■ THE PROBLEM ■
Reply with one number: the count of lines in the data that hold the string "powder".
RECORD SET Block Start
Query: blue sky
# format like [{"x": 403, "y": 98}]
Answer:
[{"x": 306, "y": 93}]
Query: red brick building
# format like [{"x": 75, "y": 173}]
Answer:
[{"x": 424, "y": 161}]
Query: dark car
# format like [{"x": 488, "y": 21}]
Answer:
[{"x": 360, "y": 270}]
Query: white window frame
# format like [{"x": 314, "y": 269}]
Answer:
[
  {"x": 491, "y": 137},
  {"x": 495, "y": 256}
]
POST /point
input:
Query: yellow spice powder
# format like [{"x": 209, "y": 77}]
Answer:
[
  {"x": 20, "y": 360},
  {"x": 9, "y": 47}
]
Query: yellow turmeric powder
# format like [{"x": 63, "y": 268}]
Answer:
RECORD SET Block End
■ EXERCISE RESULT ■
2